***** ENTRIES SHOWN *****
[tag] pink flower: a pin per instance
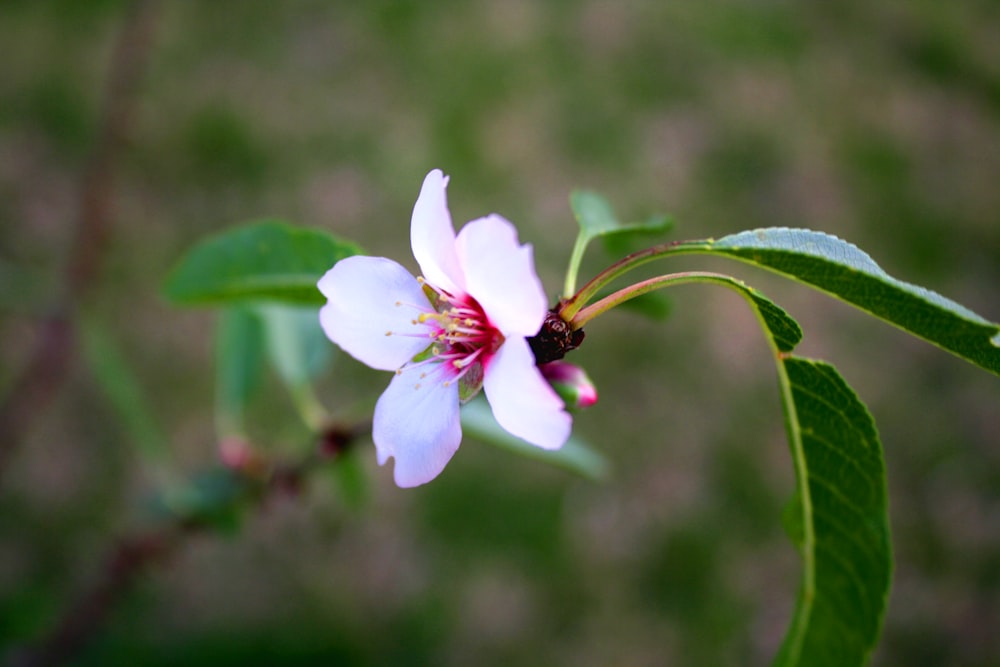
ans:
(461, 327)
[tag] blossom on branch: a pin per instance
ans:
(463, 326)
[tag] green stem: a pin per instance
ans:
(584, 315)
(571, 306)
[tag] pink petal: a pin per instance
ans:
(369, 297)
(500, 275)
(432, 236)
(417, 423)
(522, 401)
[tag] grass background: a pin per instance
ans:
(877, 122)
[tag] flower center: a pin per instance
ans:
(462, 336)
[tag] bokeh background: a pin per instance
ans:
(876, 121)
*****
***** ENTRIES SHOWN *****
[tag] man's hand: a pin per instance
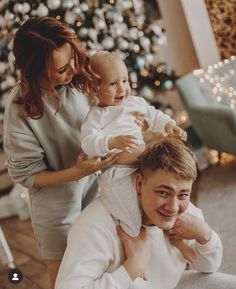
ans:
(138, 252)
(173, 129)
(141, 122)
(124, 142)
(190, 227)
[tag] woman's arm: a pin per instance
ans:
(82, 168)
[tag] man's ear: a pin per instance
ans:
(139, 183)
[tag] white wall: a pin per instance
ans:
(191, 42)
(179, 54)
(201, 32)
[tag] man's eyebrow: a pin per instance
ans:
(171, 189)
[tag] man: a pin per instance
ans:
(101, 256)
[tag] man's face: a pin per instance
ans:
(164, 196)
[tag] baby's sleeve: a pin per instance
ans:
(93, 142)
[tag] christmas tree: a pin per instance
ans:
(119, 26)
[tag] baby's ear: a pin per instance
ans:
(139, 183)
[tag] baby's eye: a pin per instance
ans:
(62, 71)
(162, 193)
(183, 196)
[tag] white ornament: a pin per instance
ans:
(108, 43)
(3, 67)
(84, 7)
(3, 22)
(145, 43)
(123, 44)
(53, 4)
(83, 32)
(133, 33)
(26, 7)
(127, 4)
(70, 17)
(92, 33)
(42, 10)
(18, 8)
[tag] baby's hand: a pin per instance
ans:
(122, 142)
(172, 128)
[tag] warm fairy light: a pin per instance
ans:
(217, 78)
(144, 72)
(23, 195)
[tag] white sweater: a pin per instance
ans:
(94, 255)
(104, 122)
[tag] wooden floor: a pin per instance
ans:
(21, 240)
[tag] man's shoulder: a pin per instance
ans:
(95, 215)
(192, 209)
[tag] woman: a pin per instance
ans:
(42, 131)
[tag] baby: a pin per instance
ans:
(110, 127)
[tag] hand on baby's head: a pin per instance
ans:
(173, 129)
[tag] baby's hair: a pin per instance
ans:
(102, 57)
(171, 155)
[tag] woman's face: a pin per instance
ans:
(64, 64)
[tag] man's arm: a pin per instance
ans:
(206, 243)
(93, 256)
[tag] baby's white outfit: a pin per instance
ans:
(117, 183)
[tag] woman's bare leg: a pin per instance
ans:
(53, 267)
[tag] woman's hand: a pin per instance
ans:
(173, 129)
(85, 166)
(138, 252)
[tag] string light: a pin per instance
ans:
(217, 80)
*****
***** ENTRIES SHOWN *****
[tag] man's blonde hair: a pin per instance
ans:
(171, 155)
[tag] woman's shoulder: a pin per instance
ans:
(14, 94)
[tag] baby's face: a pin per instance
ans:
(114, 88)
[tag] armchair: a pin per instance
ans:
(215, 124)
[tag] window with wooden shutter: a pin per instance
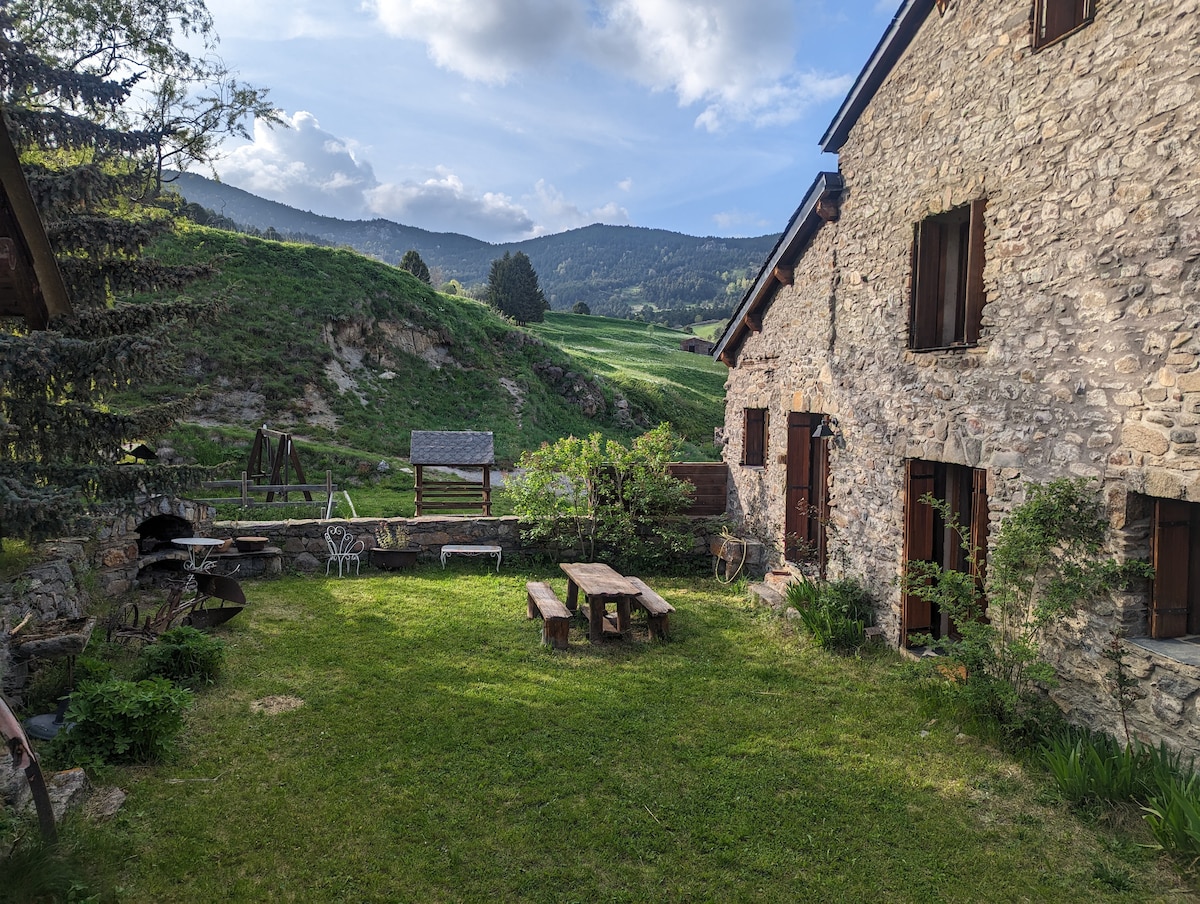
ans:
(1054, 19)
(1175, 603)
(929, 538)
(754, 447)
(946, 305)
*****
TASK REQUIREMENTS » Check every line above for the string "flower", and copy the ones that have it.

RESPONSE FOR THIS EXERCISE »
[tag] pink flower: a pin per instance
[tag] flower center: a pin per instance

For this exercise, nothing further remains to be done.